DATA FOR THIS TASK:
----------

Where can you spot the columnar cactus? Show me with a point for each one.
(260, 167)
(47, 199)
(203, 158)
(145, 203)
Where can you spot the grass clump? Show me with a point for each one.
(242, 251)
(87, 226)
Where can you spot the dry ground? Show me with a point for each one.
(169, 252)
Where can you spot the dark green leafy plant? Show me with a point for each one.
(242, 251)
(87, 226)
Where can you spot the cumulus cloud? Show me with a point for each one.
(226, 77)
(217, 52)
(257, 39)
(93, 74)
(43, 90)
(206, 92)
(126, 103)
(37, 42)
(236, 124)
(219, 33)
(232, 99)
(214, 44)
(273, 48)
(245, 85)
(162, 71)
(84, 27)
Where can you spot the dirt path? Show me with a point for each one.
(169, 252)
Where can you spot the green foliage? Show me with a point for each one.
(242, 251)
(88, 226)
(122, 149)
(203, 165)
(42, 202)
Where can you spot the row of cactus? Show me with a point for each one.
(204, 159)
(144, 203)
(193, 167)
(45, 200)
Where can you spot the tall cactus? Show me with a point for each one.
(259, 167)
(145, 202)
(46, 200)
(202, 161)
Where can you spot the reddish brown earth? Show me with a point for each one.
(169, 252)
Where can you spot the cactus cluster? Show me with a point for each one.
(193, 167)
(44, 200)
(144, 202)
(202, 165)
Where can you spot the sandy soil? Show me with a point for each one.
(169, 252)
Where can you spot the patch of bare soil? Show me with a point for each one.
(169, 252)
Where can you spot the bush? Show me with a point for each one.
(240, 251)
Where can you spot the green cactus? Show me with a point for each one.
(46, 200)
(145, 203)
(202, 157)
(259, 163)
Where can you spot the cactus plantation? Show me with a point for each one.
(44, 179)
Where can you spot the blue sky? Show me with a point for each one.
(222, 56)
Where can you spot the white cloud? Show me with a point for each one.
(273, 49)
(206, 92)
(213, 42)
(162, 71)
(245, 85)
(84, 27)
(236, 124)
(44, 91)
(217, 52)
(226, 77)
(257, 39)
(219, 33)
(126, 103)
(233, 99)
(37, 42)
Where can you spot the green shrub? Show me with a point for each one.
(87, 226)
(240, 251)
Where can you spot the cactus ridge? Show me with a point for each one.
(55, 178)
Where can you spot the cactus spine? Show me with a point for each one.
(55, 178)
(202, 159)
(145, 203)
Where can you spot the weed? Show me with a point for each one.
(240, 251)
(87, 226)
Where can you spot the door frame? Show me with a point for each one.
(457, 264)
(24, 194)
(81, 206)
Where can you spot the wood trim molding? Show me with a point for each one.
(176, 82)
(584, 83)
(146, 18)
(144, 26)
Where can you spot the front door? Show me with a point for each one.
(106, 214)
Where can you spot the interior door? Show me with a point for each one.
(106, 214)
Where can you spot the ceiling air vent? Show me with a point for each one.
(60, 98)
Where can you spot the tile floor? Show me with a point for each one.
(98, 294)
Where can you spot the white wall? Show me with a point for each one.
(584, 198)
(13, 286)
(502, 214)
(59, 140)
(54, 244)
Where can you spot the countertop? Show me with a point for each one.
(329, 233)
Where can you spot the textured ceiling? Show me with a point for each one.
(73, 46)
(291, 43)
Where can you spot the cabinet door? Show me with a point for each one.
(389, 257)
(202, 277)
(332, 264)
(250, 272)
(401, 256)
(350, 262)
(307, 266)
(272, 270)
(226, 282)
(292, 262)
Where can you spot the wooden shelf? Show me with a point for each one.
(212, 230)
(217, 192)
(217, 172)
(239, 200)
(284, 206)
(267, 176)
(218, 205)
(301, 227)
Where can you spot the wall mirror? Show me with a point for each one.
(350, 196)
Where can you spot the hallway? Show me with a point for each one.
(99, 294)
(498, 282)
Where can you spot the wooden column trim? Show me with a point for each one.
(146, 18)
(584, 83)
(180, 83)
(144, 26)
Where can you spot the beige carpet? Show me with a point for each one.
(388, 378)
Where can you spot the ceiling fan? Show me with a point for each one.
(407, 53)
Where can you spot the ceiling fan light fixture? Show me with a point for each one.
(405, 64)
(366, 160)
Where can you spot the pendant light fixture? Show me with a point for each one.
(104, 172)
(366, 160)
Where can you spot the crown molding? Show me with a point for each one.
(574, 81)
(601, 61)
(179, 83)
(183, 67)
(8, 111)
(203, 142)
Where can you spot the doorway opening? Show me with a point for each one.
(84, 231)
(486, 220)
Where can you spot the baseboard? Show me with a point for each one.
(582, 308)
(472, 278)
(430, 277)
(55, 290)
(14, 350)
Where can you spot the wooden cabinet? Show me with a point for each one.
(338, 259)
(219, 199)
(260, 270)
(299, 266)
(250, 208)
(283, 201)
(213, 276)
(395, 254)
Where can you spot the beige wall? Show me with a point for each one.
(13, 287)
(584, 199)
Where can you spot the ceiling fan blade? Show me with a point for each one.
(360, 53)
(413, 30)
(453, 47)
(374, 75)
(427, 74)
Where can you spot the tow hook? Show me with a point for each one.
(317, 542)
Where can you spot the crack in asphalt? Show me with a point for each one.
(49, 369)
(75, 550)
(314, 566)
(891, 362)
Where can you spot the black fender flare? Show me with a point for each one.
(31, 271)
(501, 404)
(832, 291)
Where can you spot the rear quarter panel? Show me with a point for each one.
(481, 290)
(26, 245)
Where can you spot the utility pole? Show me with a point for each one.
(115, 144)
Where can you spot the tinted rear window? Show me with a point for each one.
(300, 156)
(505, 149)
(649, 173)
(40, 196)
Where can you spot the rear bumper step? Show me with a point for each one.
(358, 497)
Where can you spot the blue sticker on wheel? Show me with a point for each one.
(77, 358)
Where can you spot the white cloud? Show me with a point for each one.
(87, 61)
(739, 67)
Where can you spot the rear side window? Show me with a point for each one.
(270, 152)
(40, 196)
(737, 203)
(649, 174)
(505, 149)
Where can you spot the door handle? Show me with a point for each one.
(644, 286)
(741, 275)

----------

WHAT YOU WILL DO: Keep every word the same and copy out all of the entries.

ANSWER TO THIS TASK:
Where can you spot the columnar cactus? Show me with a point for each one.
(260, 167)
(47, 199)
(203, 158)
(145, 203)
Where can you spot the grass clump? Show me with a point for each one.
(242, 251)
(87, 226)
Where can you spot the dry ground? Show me with a point for each one.
(169, 252)
Where can you spot the dark green leafy plant? Show me with a point for each one.
(242, 251)
(87, 226)
Where can you spot the cumulus cloud? Show me with a point for each one.
(226, 77)
(217, 52)
(257, 39)
(93, 74)
(43, 90)
(206, 92)
(126, 103)
(37, 42)
(236, 124)
(219, 33)
(232, 99)
(214, 44)
(273, 48)
(245, 85)
(162, 71)
(84, 27)
Where can you spot the dirt path? Show me with a point for each one.
(169, 252)
Where can you spot the green foliage? Show me with a point for each one.
(242, 251)
(88, 226)
(122, 149)
(203, 165)
(42, 202)
Where can you spot the row of cactus? Show me with a point for each one.
(204, 159)
(144, 203)
(193, 167)
(45, 200)
Where can you spot the tall cactus? Show me with a point for each one.
(259, 167)
(145, 202)
(46, 200)
(202, 161)
Where can you spot the reddish brown earth? Show me with a point for each one.
(169, 252)
Where can you spot the cactus cluster? Show me with a point for each one.
(193, 167)
(44, 200)
(144, 202)
(202, 165)
Where can you spot the sandy soil? Show me with a point for each one.
(169, 252)
Where can you spot the patch of bare soil? Show me with a point for each one.
(169, 252)
Where can you spot the bush? Show me with a point for each one.
(240, 251)
Where can you spot the green cactus? Show me with a point for each one.
(46, 200)
(145, 203)
(202, 157)
(259, 163)
Where can you spot the cactus plantation? Show me with a point for each one.
(44, 179)
Where can you spot the blue sky? Show me with a point for each one.
(222, 56)
Where can you spot the white cloud? Show me with a point for each one.
(273, 49)
(206, 92)
(213, 42)
(162, 71)
(245, 85)
(84, 27)
(236, 124)
(44, 91)
(217, 52)
(226, 77)
(257, 39)
(219, 33)
(126, 103)
(233, 99)
(37, 42)
Where can you spot the green shrub? Show me with a point for each one.
(87, 226)
(240, 251)
Where can you spot the cactus ridge? Show me with a point for each one.
(55, 178)
Where can you spot the cactus spine? Show me with a point for each one.
(55, 178)
(202, 159)
(145, 203)
Where can you spot the weed? Show me with a point for each one.
(240, 251)
(87, 226)
Where can you spot the door frame? Show me with a point for each one.
(457, 264)
(24, 194)
(81, 206)
Where can you spot the wood trim molding? Show me with a point for each one.
(176, 82)
(584, 83)
(146, 18)
(144, 26)
Where can you spot the front door? Show me with a point for each one.
(106, 214)
Where can you spot the interior door? Show me with a point for each one.
(106, 214)
Where can you spot the ceiling air vent? Show me with a point for each one.
(60, 98)
Where can you spot the tile floor? Show me with a point for each one.
(98, 294)
Where can you spot the white wall? Show me with a point for each one.
(584, 198)
(13, 286)
(502, 214)
(59, 140)
(54, 244)
Where can you spot the countertop? Show me with a point for each one.
(329, 233)
Where can you spot the textured ceiling? Show me with a point for each one.
(73, 46)
(291, 43)
Where can you spot the cabinet door? Show me with a point for each one.
(389, 257)
(202, 277)
(332, 264)
(250, 272)
(401, 256)
(350, 262)
(307, 266)
(272, 270)
(226, 282)
(292, 262)
Where can you spot the wooden shelf? Show me with a point for each one.
(212, 230)
(217, 192)
(217, 172)
(239, 200)
(284, 206)
(267, 176)
(218, 205)
(301, 227)
Where can you spot the wall mirror? Show me with a point for each one.
(350, 196)
Where can you spot the hallway? Show me with a point for each one.
(99, 294)
(498, 282)
Where can you spot the wooden column trim? Show me with a point for each one.
(146, 18)
(584, 83)
(180, 83)
(144, 26)
Where can you spot the beige carpet? Show me with a point for each one.
(388, 378)
Where can you spot the ceiling fan? Show me with a point for each one.
(407, 53)
Where can you spot the ceiling fan light fixture? Show me with a point for each one.
(405, 64)
(366, 160)
Where can you spot the pendant light fixture? Show me with a point for each one.
(104, 172)
(366, 160)
Where can you spot the crown molding? Show me with a point for each one.
(574, 81)
(601, 61)
(179, 83)
(183, 67)
(8, 111)
(203, 142)
Where can you spot the doorway opening? Show me with a point for each one.
(84, 231)
(486, 220)
Where can you spot the baseboard? Show me with a point for each one.
(582, 308)
(472, 278)
(430, 277)
(55, 290)
(14, 350)
Where can you spot the wooden cabinet? Show me with a point for each one.
(338, 259)
(219, 199)
(260, 270)
(299, 266)
(250, 208)
(283, 201)
(213, 276)
(395, 254)
Where can you spot the beige wall? Show me with a point for each one.
(13, 287)
(584, 199)
Where can you spot the ceiling fan blade? Show me with a point for each one.
(360, 53)
(413, 30)
(453, 47)
(374, 75)
(427, 74)
Where can you spot the tow hook? Show me with a point for each one.
(317, 542)
Where can you spot the crack in asphalt? Show me with a point for each one.
(49, 369)
(75, 550)
(314, 566)
(891, 362)
Where can you spot the black fender flare? Show me with a point for each one.
(31, 271)
(501, 404)
(832, 291)
Where can you spot the rear quarter panel? Show me with a point for each one.
(481, 290)
(26, 245)
Where can you spot the utility pole? Show me with a point for each one.
(115, 144)
Where can you spot the tinted rear window? Show me with a point for each one.
(300, 156)
(505, 149)
(649, 173)
(40, 196)
Where can you spot the rear bumper step? Show me with a point for each one.
(358, 497)
Where can you spot the blue sticker on wheel? Show me with a point for each one.
(77, 358)
Where can you spot the white cloud? Show me with a point for each one.
(87, 61)
(739, 67)
Where can you spot the rear side window? Show me with a point for each one.
(270, 152)
(40, 196)
(737, 203)
(649, 174)
(505, 149)
Where can you spot the door handle? Show me with a point for each one.
(644, 286)
(741, 275)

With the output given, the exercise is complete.